- REQUIREMENT -
Could you please repeat all of the entries exactly as written?

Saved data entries
++++++

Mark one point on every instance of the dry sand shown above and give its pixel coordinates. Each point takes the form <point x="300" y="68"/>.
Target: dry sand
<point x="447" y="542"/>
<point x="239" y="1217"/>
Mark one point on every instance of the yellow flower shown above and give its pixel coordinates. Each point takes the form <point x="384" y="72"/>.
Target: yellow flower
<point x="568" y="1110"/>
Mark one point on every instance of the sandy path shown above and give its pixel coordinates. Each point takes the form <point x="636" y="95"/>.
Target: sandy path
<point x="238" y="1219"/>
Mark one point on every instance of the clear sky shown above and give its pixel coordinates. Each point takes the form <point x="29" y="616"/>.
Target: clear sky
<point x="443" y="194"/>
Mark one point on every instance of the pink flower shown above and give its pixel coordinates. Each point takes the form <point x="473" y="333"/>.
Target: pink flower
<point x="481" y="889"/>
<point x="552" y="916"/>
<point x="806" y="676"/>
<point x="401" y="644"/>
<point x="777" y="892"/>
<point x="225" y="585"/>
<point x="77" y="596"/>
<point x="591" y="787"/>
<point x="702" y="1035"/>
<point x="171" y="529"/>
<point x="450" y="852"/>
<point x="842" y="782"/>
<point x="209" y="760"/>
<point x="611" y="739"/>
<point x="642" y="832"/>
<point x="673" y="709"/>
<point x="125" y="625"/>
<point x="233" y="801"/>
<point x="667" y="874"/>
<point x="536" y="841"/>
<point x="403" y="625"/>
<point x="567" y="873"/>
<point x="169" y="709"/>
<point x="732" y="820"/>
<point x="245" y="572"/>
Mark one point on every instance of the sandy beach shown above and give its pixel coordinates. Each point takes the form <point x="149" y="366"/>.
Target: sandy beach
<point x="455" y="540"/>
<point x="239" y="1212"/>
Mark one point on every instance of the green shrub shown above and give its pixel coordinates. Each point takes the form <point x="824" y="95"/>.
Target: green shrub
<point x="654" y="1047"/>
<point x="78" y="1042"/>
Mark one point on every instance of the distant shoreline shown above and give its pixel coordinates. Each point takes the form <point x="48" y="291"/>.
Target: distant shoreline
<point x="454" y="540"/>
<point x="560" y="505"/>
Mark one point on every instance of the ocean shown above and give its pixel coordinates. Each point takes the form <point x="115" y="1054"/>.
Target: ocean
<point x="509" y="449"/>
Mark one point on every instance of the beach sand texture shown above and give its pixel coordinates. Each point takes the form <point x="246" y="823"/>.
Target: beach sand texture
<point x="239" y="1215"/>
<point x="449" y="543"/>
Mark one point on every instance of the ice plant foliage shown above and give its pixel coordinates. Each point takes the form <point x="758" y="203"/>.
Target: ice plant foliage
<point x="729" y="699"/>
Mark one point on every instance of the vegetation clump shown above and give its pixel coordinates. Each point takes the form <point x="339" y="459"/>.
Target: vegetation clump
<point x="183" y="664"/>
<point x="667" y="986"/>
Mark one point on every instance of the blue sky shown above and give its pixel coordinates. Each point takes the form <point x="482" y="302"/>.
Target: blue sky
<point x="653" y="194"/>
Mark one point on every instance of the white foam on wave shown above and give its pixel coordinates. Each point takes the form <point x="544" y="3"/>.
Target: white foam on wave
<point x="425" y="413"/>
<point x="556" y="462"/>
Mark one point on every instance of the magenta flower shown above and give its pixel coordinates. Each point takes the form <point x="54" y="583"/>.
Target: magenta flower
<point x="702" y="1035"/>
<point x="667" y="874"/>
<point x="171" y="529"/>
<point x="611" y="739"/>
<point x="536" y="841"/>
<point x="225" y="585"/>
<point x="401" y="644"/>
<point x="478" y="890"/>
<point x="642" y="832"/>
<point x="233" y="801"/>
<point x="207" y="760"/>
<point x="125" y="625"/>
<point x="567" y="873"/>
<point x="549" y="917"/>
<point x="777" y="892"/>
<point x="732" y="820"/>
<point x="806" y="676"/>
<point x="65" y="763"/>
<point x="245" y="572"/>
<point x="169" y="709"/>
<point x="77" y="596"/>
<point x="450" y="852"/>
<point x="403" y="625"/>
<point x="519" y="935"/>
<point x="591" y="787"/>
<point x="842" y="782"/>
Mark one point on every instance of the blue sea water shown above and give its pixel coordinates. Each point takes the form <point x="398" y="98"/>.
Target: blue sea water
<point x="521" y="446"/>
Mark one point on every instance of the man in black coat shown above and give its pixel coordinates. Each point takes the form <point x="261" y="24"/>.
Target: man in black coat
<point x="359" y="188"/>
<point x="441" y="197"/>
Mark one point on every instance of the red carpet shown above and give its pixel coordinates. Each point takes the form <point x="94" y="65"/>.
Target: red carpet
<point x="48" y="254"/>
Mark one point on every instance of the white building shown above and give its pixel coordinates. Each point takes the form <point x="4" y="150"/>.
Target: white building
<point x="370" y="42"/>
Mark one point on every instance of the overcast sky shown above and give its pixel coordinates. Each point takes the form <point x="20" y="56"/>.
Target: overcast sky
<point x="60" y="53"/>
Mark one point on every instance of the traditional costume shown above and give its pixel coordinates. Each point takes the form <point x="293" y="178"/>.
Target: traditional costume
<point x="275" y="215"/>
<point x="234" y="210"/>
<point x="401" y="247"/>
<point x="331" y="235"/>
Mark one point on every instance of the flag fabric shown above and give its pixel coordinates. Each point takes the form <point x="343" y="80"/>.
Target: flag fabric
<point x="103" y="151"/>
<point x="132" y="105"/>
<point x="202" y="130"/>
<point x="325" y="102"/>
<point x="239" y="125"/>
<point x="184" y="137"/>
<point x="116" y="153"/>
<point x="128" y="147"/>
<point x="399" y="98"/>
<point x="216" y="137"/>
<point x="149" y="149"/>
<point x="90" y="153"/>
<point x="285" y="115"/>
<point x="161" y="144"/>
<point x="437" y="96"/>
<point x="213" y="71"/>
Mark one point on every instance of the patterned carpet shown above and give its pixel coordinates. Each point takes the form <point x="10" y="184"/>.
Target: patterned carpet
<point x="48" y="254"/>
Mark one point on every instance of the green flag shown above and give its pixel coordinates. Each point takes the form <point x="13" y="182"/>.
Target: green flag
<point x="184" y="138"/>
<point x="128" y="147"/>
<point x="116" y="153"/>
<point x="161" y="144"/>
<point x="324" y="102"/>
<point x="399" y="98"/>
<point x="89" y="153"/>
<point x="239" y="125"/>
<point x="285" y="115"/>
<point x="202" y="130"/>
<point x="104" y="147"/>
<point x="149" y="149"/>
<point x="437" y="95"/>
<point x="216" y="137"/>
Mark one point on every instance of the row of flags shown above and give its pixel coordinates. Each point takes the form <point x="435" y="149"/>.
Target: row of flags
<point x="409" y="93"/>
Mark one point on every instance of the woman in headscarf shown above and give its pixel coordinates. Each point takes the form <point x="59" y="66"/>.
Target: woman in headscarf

++++++

- WRITTEN REPLY -
Mark one point on every instance of the dry sand shown above and give its pixel coordinates. Each point takes the form <point x="300" y="68"/>.
Target: dry sand
<point x="447" y="542"/>
<point x="239" y="1217"/>
Mark one point on every instance of the yellow flower shown above and give its pixel coordinates. Each point takes the form <point x="384" y="72"/>.
Target: yellow flower
<point x="568" y="1110"/>
Mark one point on every instance of the sandy path shown above and give its pixel coordinates. Each point takes the form <point x="636" y="95"/>.
Target: sandy path
<point x="238" y="1219"/>
Mark one point on every instance of the clear sky shown above and give its pixel coordinates. Each point takes the form <point x="29" y="616"/>.
Target: clear sky
<point x="443" y="194"/>
Mark one point on every instance of the pink flower shown above and give its pixel coordinates. Each point takes the form <point x="473" y="333"/>.
Target: pink flower
<point x="481" y="889"/>
<point x="552" y="916"/>
<point x="806" y="676"/>
<point x="401" y="644"/>
<point x="777" y="892"/>
<point x="225" y="585"/>
<point x="77" y="596"/>
<point x="591" y="787"/>
<point x="702" y="1035"/>
<point x="171" y="529"/>
<point x="450" y="852"/>
<point x="842" y="782"/>
<point x="209" y="760"/>
<point x="611" y="739"/>
<point x="642" y="832"/>
<point x="673" y="709"/>
<point x="125" y="625"/>
<point x="233" y="801"/>
<point x="667" y="874"/>
<point x="536" y="841"/>
<point x="403" y="625"/>
<point x="567" y="873"/>
<point x="169" y="709"/>
<point x="732" y="820"/>
<point x="245" y="572"/>
Mark one point on every instance of the sandy beach shown above and give its pixel coordinates. Each point takes the form <point x="149" y="366"/>.
Target: sandy beach
<point x="455" y="540"/>
<point x="239" y="1212"/>
Mark one point on every instance of the green shrub shown above and give its pixel coordinates. Each point takes the form <point x="824" y="95"/>.
Target: green shrub
<point x="654" y="1047"/>
<point x="78" y="1042"/>
Mark one point on every instance of the distant shoreline shown above and give its pixel coordinates. Each point takes the form <point x="48" y="291"/>.
Target: distant shoreline
<point x="454" y="540"/>
<point x="560" y="505"/>
Mark one point on every instance of the ocean shown above and give its pixel coordinates. Each point takes the form <point x="115" y="1054"/>.
Target: ocean
<point x="509" y="449"/>
Mark one point on every instance of the beach sand texture shown above and give its pixel coordinates. Each point takes the form <point x="246" y="823"/>.
Target: beach sand texture
<point x="239" y="1215"/>
<point x="449" y="543"/>
Mark one point on every instance of the ice plant foliage shown above and give its pixel coordinates. Each point takes the form <point x="758" y="203"/>.
Target: ice plant foliage
<point x="729" y="699"/>
Mark one point on every instance of the vegetation clump shown above and give its pixel coordinates. Each point takes the form <point x="339" y="459"/>.
Target: vegetation clump
<point x="183" y="664"/>
<point x="667" y="986"/>
Mark one point on every instance of the blue sky shown above and give its pixel coordinates. Each point takes the form <point x="482" y="302"/>.
Target: blue sky
<point x="653" y="194"/>
Mark one point on every instance of the white foam on wave shown above and give its pixel coordinates. Each point takes the form <point x="544" y="3"/>.
Target: white foam on wave
<point x="425" y="413"/>
<point x="556" y="462"/>
Mark one point on every instance of the magenta flower shown above and give its pixel coordinates. Each point takes the form <point x="54" y="583"/>.
Target: magenta flower
<point x="702" y="1035"/>
<point x="667" y="874"/>
<point x="171" y="529"/>
<point x="611" y="739"/>
<point x="536" y="841"/>
<point x="225" y="585"/>
<point x="401" y="644"/>
<point x="478" y="890"/>
<point x="642" y="832"/>
<point x="233" y="801"/>
<point x="207" y="760"/>
<point x="125" y="625"/>
<point x="567" y="873"/>
<point x="549" y="917"/>
<point x="777" y="892"/>
<point x="732" y="820"/>
<point x="806" y="676"/>
<point x="65" y="763"/>
<point x="245" y="572"/>
<point x="169" y="709"/>
<point x="77" y="596"/>
<point x="450" y="852"/>
<point x="403" y="625"/>
<point x="519" y="935"/>
<point x="591" y="787"/>
<point x="842" y="782"/>
Mark one point on every instance of the blue sea water shown above and give its pixel coordinates. Each point takes the form <point x="398" y="98"/>.
Target: blue sea water
<point x="521" y="446"/>
Mark one point on every instance of the man in black coat shown above and give its pixel coordinates. Each point takes the form <point x="261" y="24"/>.
Target: man in black coat
<point x="359" y="188"/>
<point x="441" y="197"/>
Mark one point on every instance of the red carpet shown above and give its pixel coordinates. Each point takes the form <point x="94" y="65"/>.
Target: red carpet
<point x="48" y="254"/>
Mark one point on every instance of the white building shown above and give its pixel coordinates. Each point takes the form <point x="4" y="150"/>.
Target: white building
<point x="370" y="42"/>
Mark one point on every instance of the overcast sky shown above and give its pixel coordinates. Each point takes the form <point x="20" y="56"/>.
Target: overcast sky
<point x="60" y="53"/>
Mark one point on every instance of the traditional costume shown above and give its pixel coordinates. Each point takes the form <point x="293" y="178"/>.
Target: traditional costume
<point x="275" y="215"/>
<point x="234" y="210"/>
<point x="401" y="247"/>
<point x="331" y="235"/>
Mark one point on every instance of the flag fabric shown above and give its pixel coordinates. Each point takes the form <point x="343" y="80"/>.
Target: flag fabric
<point x="103" y="151"/>
<point x="132" y="105"/>
<point x="202" y="130"/>
<point x="325" y="102"/>
<point x="239" y="125"/>
<point x="184" y="137"/>
<point x="116" y="153"/>
<point x="128" y="147"/>
<point x="399" y="98"/>
<point x="216" y="137"/>
<point x="149" y="149"/>
<point x="90" y="153"/>
<point x="285" y="115"/>
<point x="161" y="144"/>
<point x="437" y="96"/>
<point x="213" y="71"/>
Mark one point on every instance of the patterned carpet shown above and give its pixel coordinates. Each point takes the form <point x="10" y="184"/>.
Target: patterned carpet
<point x="48" y="254"/>
Mark one point on every instance of the green flag shown above and give its pixel coordinates. Each point takes the form <point x="13" y="182"/>.
Target: green flag
<point x="184" y="138"/>
<point x="128" y="147"/>
<point x="116" y="153"/>
<point x="161" y="144"/>
<point x="324" y="102"/>
<point x="399" y="98"/>
<point x="89" y="153"/>
<point x="239" y="125"/>
<point x="285" y="115"/>
<point x="202" y="130"/>
<point x="104" y="147"/>
<point x="149" y="149"/>
<point x="437" y="95"/>
<point x="216" y="137"/>
Mark one point on every instance of the row of flags shown above and give its pixel coordinates. Each point takes the form <point x="435" y="149"/>.
Target: row of flags
<point x="409" y="93"/>
Mark one point on every instance of the woman in headscarf shown above and give its pixel coordinates. Each point takes the form <point x="59" y="66"/>.
Target: woman in headscarf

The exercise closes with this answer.